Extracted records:
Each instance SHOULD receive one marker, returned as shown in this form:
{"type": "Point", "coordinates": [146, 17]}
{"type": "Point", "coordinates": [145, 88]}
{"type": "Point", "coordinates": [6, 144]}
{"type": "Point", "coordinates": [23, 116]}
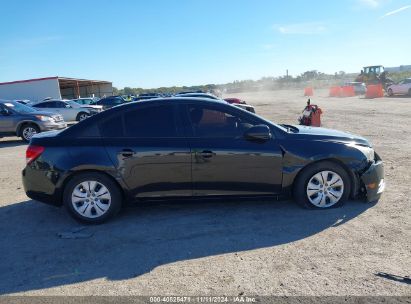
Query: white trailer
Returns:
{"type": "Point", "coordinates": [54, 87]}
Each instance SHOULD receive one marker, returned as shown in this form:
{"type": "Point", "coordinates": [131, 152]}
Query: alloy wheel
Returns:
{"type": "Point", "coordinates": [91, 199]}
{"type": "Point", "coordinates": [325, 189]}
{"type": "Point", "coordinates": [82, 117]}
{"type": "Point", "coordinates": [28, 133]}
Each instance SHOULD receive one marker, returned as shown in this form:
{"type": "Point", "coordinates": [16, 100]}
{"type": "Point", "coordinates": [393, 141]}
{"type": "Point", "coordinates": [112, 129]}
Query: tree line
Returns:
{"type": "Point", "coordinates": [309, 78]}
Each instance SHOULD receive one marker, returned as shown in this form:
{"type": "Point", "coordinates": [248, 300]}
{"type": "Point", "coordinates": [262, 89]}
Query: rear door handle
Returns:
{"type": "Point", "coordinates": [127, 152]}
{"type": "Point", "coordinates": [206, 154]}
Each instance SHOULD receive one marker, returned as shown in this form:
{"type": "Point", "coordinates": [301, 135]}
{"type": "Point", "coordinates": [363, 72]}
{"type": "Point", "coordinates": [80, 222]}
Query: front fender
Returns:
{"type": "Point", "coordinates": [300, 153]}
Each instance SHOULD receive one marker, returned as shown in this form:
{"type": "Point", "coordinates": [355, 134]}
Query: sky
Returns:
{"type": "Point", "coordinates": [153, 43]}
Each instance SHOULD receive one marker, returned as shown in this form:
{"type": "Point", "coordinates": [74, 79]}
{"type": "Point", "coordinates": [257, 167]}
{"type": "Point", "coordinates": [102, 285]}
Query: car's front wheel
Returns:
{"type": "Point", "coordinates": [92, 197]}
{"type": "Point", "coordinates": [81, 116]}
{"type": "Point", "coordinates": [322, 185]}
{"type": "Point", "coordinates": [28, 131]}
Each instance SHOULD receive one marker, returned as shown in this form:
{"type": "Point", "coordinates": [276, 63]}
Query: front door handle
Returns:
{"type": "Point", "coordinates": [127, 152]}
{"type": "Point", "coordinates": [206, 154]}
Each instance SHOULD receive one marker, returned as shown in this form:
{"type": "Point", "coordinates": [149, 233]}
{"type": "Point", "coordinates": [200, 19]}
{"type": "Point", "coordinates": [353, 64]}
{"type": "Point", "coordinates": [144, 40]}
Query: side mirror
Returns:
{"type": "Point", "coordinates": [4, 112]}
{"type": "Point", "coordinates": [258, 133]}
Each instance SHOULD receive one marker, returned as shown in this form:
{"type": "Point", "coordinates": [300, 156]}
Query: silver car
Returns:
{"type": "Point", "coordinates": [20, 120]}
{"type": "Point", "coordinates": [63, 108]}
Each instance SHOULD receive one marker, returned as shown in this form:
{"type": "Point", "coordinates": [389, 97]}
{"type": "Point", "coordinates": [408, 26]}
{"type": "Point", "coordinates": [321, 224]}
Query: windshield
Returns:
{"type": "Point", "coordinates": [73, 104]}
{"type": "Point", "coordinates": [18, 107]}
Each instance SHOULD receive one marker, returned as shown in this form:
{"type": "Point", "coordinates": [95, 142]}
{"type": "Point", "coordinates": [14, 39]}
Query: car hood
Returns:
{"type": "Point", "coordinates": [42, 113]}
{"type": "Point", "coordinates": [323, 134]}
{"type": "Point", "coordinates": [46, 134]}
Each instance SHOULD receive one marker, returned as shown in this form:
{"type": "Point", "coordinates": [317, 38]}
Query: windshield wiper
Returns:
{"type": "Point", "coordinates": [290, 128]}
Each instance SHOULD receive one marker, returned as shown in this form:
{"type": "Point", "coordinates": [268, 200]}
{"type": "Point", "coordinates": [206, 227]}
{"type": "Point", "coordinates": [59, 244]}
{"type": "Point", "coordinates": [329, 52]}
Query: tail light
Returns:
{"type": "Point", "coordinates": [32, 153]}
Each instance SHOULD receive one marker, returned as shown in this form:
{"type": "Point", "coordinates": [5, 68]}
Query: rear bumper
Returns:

● **Work instruction**
Copy all the lines above that hold the string "rear".

● **Solution for this exercise**
Query: rear door handle
Query: rear bumper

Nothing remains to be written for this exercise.